**Texto de referencia**
▼

La democracia debería consistir en una práctica que se basara en las convicciones. En España la democracia es débil porque la intolerancia ahoga la política y la convivencia. Para muestra un botón. El debate de la moción de censura, cuyo resultado, dicho sea de paso, ha dado al traste con los planes de todo el mundo. Las durísimas acusaciones que se intercambiaron Rajoy y Sánchez desprendían aquel aroma de podredumbre que acompaña la descomposición de la materia. Del régimen del 78, en este caso. Ninguno de los dos quiso admitirlo. Sánchez y Rajoy son rehenes de la malformación con la que nació la democracia y se superó a medias la dictadura. Actúan sometidos por esa sutura. El pacto de la transición, como ya he explicado en varias ocasiones, consistió en que a partir de aquel momento demócratas y franquistas compartirían el Gobierno sin que los franquistas perdieran el control del Estado. Y la mejor metáfora de esta ecuación es la pensión vitalicia, vitaminada por una condecoración que no tendría que ostentar, de uno de los torturadores más infames del franquismo, equiparable a los barceloneses hermanos Creix. Antonio González Pacheco, alias Billy el Niño, vive a cuerpo de rey protegido por el Estado. En el debate parlamentario que tuvo lugar en el Congreso dos días antes de la moción de censura planteada por el PSOE contra Rajoy, el gran público supo lo que todos los historiadores ya sabíamos, que el pasado de Billy el Niño permanece oculto por la Ley de Secretos Oficiales (que es la misma que regía durante el franquismo) y por la de Patrimonio, que impide consultar el expediente de los agentes de policía hasta transcurridos 25 años de su muerte. La democracia en España es una democracia incompleta. Es garantista con los antiguos servidores de la dictadura. Ni la tan criticada Ley de Memoria Histórica de 2007 lo enmendó. Eso es España.

▲

**Tarea escrita a**
Según el texto, ¿qué ley impide consultar el expediente de los agentes de policía hasta que transcurran 25 años de su muerte?

**Material de trabajo**
▼

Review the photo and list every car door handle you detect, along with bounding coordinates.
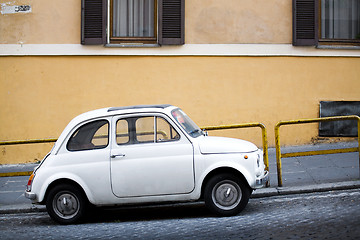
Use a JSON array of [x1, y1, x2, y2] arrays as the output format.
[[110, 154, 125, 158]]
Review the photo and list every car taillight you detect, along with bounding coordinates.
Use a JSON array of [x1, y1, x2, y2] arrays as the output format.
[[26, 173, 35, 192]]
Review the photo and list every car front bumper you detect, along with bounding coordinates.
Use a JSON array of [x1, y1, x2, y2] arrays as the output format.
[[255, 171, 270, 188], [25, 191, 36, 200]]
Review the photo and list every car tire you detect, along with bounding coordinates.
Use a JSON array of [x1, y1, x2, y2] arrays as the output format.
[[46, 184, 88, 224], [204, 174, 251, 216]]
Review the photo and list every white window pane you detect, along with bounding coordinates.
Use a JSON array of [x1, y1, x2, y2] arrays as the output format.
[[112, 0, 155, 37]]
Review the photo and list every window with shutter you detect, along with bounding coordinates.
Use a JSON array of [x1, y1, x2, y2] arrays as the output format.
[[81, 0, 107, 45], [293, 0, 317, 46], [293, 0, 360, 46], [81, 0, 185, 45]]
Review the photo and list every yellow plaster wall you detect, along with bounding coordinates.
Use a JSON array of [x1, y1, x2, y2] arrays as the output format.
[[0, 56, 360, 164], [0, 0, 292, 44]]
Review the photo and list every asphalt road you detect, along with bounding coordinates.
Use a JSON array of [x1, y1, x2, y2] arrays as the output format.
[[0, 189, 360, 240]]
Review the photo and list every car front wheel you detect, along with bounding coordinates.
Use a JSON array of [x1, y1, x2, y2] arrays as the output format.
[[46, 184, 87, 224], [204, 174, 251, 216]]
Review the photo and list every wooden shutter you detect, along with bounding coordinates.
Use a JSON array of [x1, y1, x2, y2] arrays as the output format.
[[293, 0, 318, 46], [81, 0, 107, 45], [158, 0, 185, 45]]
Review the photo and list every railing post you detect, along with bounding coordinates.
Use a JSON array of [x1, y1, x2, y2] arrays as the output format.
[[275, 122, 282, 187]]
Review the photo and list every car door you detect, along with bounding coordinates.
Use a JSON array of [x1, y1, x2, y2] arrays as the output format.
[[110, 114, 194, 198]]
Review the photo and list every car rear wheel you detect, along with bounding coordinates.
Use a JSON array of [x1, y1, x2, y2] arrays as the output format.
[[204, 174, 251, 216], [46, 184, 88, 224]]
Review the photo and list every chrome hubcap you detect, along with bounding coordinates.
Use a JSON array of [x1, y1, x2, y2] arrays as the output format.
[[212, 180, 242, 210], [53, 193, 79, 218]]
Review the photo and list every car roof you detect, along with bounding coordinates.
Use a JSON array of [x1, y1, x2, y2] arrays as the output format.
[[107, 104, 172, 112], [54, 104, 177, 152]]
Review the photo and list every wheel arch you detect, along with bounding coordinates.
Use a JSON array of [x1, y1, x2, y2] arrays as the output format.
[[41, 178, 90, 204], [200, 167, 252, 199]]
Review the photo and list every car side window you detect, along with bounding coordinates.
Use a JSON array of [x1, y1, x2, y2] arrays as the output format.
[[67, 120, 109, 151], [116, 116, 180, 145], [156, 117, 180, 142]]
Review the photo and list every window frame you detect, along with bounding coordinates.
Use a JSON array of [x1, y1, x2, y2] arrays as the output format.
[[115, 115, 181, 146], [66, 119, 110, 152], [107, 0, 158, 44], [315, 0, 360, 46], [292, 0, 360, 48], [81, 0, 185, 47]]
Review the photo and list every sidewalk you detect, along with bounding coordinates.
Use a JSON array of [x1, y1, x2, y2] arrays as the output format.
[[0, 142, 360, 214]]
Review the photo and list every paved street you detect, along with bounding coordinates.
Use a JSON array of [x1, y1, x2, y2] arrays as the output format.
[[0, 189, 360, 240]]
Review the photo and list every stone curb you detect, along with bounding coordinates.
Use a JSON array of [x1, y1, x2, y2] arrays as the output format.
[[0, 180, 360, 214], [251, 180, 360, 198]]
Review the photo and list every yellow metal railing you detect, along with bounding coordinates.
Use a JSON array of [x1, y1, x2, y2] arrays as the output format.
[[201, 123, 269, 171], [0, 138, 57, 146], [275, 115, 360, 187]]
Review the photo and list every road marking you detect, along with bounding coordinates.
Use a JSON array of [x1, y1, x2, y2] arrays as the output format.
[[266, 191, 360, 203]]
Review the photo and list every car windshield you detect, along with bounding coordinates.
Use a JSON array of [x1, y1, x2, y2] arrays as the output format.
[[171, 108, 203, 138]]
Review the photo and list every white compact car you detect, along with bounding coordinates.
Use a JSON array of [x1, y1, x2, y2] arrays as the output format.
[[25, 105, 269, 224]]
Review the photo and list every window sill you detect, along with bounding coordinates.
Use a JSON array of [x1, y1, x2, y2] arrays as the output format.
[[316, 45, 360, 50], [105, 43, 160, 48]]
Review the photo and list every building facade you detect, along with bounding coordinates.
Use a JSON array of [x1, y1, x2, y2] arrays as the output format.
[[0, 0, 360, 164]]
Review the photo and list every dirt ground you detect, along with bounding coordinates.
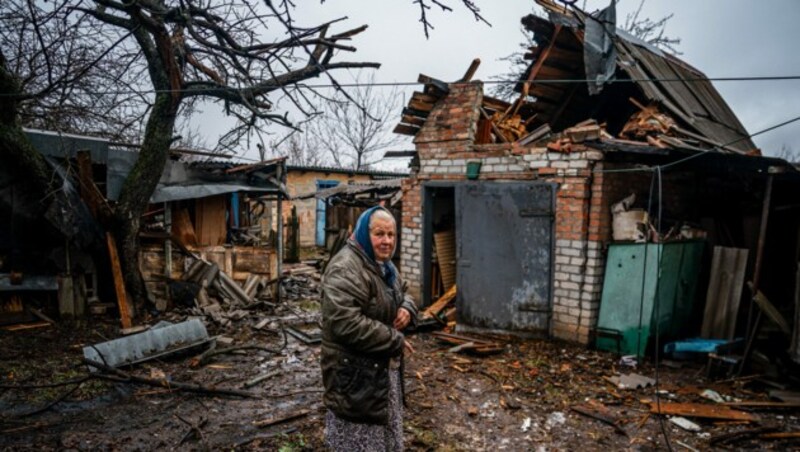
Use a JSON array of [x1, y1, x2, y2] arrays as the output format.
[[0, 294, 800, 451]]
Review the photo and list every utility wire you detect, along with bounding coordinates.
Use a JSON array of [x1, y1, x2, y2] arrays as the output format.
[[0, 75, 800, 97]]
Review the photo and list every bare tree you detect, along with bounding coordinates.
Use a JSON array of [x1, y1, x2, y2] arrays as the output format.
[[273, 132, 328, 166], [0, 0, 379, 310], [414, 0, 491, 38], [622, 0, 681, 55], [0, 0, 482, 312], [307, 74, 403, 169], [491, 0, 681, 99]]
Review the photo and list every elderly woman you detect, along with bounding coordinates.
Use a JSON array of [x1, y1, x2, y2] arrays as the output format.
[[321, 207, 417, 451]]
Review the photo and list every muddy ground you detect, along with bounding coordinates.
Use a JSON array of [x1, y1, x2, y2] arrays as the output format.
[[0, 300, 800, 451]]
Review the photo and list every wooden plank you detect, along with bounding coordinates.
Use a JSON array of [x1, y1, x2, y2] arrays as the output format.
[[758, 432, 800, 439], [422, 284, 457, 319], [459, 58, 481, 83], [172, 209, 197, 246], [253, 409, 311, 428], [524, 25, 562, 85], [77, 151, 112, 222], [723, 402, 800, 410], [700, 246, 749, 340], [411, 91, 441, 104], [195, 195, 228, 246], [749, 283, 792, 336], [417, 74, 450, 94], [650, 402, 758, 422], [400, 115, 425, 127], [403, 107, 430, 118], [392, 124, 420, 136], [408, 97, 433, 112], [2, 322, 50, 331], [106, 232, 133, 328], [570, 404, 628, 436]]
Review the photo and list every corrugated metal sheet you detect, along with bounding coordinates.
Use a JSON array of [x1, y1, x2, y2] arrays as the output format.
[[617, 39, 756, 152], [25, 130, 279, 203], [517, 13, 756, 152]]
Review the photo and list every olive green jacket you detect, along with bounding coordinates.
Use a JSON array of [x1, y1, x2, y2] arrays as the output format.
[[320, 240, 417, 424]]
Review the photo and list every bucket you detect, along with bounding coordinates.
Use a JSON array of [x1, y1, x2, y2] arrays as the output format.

▲

**Tarea escrita b**
Extraiga de los registros cada línea que contenga la cadena "railing", teniendo en cuenta las mayúsculas y minúsculas.

**Respuesta final a**
La Ley de Patrimonio.

**Respuesta final b**
Review the photo and list every railing post you detect, along with bounding coordinates.
Review the photo and list every yellow metal railing you detect, along with bounding coordinates.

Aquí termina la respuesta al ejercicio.